__Task goal__.
From the first line to the last, print the records exactly.

Collected data entries

+--

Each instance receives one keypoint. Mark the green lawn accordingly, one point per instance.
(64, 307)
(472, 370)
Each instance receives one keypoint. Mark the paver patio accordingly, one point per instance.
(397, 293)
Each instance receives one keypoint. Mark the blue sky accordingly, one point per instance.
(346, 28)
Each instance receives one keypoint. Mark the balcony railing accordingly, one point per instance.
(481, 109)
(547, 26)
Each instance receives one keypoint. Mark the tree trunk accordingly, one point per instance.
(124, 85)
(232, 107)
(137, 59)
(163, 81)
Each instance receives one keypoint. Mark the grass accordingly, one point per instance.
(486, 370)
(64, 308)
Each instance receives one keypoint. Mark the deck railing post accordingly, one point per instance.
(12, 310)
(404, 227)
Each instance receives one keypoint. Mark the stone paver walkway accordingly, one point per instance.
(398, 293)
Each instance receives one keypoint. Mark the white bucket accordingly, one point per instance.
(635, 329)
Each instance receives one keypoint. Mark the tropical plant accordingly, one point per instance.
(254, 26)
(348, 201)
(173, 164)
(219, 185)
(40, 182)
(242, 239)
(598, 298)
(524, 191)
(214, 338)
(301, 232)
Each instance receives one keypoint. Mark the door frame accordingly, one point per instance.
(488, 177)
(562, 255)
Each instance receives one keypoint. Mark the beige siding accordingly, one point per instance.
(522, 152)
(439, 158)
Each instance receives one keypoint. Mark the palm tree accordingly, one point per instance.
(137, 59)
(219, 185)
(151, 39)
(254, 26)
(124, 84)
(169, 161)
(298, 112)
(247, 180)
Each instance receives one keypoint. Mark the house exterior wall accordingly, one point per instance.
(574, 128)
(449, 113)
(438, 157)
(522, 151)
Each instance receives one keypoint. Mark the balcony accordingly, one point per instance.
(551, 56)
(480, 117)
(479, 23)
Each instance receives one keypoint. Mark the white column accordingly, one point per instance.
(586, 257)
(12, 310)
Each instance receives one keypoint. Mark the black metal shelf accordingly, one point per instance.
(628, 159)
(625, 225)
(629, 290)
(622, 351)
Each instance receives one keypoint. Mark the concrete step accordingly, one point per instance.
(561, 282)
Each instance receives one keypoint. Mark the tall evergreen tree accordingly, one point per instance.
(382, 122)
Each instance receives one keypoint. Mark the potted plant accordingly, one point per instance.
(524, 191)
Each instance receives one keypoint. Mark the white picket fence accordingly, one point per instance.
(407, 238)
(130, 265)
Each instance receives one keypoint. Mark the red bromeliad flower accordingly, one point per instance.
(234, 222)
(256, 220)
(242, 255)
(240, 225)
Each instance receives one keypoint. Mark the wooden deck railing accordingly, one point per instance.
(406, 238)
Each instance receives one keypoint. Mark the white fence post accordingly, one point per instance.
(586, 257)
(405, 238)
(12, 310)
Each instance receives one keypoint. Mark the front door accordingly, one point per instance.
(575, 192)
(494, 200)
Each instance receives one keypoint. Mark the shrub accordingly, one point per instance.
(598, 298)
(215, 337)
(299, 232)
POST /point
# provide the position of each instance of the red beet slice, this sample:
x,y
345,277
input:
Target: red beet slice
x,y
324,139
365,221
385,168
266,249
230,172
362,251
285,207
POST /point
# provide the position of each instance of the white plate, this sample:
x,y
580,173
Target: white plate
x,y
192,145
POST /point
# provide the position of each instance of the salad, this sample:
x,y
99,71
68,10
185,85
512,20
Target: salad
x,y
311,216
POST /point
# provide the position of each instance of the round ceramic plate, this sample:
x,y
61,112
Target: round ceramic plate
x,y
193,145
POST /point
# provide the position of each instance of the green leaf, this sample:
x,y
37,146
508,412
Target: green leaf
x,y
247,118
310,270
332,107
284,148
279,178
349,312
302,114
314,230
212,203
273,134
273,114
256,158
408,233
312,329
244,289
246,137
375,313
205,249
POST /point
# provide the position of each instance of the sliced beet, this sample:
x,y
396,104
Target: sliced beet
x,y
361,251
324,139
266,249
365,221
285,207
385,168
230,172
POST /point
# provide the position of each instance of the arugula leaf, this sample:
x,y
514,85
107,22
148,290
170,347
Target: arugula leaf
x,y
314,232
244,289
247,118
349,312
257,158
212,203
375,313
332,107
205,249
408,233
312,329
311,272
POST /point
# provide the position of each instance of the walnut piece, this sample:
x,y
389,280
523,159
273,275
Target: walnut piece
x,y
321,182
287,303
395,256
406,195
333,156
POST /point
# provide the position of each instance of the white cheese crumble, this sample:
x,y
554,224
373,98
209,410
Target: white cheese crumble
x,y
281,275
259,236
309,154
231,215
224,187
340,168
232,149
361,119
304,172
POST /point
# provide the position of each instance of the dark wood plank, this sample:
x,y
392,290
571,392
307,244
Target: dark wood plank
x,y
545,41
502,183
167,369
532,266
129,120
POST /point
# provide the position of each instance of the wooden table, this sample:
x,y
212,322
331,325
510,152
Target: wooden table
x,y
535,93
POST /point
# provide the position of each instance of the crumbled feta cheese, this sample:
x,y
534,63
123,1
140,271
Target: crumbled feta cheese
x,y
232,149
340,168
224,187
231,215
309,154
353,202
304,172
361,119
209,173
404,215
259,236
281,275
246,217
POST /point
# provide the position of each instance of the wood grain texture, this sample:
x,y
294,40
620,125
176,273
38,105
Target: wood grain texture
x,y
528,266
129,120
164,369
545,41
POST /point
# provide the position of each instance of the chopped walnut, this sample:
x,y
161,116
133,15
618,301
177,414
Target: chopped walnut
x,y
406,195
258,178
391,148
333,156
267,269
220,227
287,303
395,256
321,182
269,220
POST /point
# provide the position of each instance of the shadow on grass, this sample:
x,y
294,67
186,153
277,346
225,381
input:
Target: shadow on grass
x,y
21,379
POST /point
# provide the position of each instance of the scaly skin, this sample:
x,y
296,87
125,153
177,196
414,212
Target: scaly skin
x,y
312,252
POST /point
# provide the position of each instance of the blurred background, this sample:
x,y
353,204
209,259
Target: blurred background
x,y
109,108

+--

__Solution to this problem__.
Each instance receives one keypoint. Mark the green lawn accordingly, one point per instance.
(64, 307)
(472, 370)
Each instance receives one keypoint. Mark the paver patio accordingly, one point per instance.
(397, 293)
Each instance receives one keypoint. Mark the blue sky accordingly, one point per instance.
(346, 28)
Each instance receives one keypoint. Mark the balcony railing accordingly, one point per instance.
(481, 109)
(547, 26)
Each instance receives one keypoint. Mark the tree trunk accordingly, one point per instance.
(124, 85)
(232, 107)
(137, 59)
(163, 81)
Each instance receives one keypoint. Mark the grass accordingly, one point per instance.
(486, 370)
(64, 308)
Each instance receives one keypoint. Mark the deck railing post accordingly, one point per instance.
(12, 310)
(404, 227)
Each instance receives one keypoint. Mark the stone paver walkway accordingly, one point per instance.
(398, 293)
Each instance receives one keypoint. Mark the white bucket accordingly, one point per instance.
(635, 329)
Each instance receives one keypoint. Mark the tropical plant accordingly, one point per instance.
(254, 26)
(348, 201)
(173, 164)
(219, 185)
(40, 182)
(242, 239)
(598, 298)
(524, 191)
(214, 338)
(301, 232)
Each instance receives one keypoint. Mark the door frame accordingly, one point per instance.
(488, 177)
(562, 255)
Each instance receives one keypoint. Mark the beige siding accordingly, one point per instance.
(522, 152)
(439, 158)
Each instance receives one keypoint. Mark the palm tree accordingly, one point per instance.
(137, 59)
(219, 185)
(151, 39)
(254, 26)
(124, 84)
(169, 161)
(298, 112)
(247, 180)
Each instance receives one keypoint. Mark the house exterior wall accordingly, one point per instance.
(574, 128)
(449, 113)
(438, 157)
(522, 151)
Each instance receives one keypoint. Mark the balcony accordingly, one point per instance.
(551, 56)
(480, 117)
(479, 23)
Each instance receives one keypoint. Mark the white column accordingly, one point per instance.
(586, 257)
(12, 310)
Each instance receives one keypoint. Mark the black metal shelf accordingly, one point per instance.
(628, 159)
(625, 225)
(629, 290)
(622, 351)
Each instance receives one keypoint. Mark the concrete step accordingly, one point per instance.
(561, 282)
Each instance receives one keypoint. Mark the tall evergreen tree accordingly, one point per instance.
(382, 122)
Each instance receives one keypoint. Mark the potted plant accordingly, one point per instance.
(524, 191)
Each instance receives one keypoint. Mark the white picket fence accordingly, one point per instance.
(407, 238)
(130, 265)
Each instance receives one keypoint. Mark the red bromeliad flower accordingly, one point per instance.
(234, 222)
(256, 220)
(242, 255)
(240, 225)
Each instance receives one keypoint. Mark the wooden deck railing accordingly, one point per instance.
(406, 238)
Each instance receives one keypoint. Mark the white fence post accordingly, one point per instance.
(586, 257)
(405, 238)
(12, 310)
Each instance receives one keypoint. Mark the front door accordingly, one point per instance.
(575, 192)
(494, 200)
Each instance receives one keypoint. Mark the shrub accordingly, one point per instance.
(598, 298)
(215, 337)
(299, 232)
POST /point
# provide the position of each instance of the red beet slice, this sample:
x,y
345,277
input:
Target: red beet slice
x,y
324,139
365,221
385,168
266,249
230,172
362,251
285,207
POST /point
# provide the position of each instance of the white plate, this sample:
x,y
580,173
Target: white plate
x,y
192,145
POST /point
# provide the position of each instance of the salad, this sample:
x,y
99,71
68,10
185,85
512,20
Target: salad
x,y
311,216
POST /point
# provide the position of each instance of the round ceramic plate, this sample:
x,y
61,112
Target: round ceramic plate
x,y
193,145
POST /point
# provide the position of each instance of the green leaf, this sample:
x,y
37,146
508,412
Target: green leaf
x,y
247,118
310,270
332,107
284,148
279,178
349,312
302,114
314,230
212,203
273,134
273,114
256,158
408,233
312,329
244,289
246,137
375,313
205,249
POST /point
# provide the position of each instance of the sliced beet, this sample:
x,y
396,104
Target: sliced beet
x,y
361,251
324,139
266,249
365,221
285,207
385,168
230,172
POST /point
# provide the position of each instance of the arugula leaf, this sample:
x,y
514,85
107,22
148,290
170,347
Target: arugula leaf
x,y
314,232
244,289
247,118
349,312
257,158
212,203
375,313
332,107
205,249
408,233
312,329
311,272
POST /point
# provide the position of each instance of the walnut piece, this sample:
x,y
389,280
523,159
273,275
Target: walnut piece
x,y
321,182
287,303
395,256
406,195
333,156
POST /point
# provide the position of each instance of the white cheese crumble, this sample:
x,y
554,224
373,98
209,410
Target: white cheese crumble
x,y
281,275
259,236
309,154
231,215
224,187
340,168
232,149
361,119
304,172
POST /point
# provide the position of each instance of the dark wood plank, this sample:
x,y
392,290
571,392
307,244
Target: dark wood plank
x,y
545,41
502,183
167,369
532,266
129,120
POST /point
# provide the position of each instance of the wooden table, this sample:
x,y
212,322
331,325
510,152
Target: wooden table
x,y
535,93
POST /point
# provide the position of each instance of the crumbled feta cheese, this sample:
x,y
534,63
123,1
140,271
Target: crumbled feta cheese
x,y
232,149
340,168
224,187
231,215
309,154
353,202
304,172
361,119
209,173
404,215
259,236
281,275
246,217
POST /point
# provide the position of each instance of the wood grain texture, this sample:
x,y
294,40
620,125
176,273
38,105
Target: wood grain texture
x,y
528,266
129,120
164,369
545,41
POST /point
# provide the position of each instance of the chopped walnut, this sample:
x,y
161,116
133,15
618,301
177,414
Target: chopped walnut
x,y
406,195
258,178
391,148
333,156
267,269
220,227
287,303
395,256
321,182
269,220
POST /point
# provide the position of each instance of the shadow on grass, this sample:
x,y
294,67
186,153
277,346
225,381
input:
Target: shadow on grass
x,y
21,379
POST /point
# provide the position of each instance of the scaly skin, this sample:
x,y
296,87
125,153
177,196
414,212
Target: scaly skin
x,y
312,252
POST /point
# provide the position of each instance of the blurred background, this sample:
x,y
353,204
209,259
Target: blurred background
x,y
109,108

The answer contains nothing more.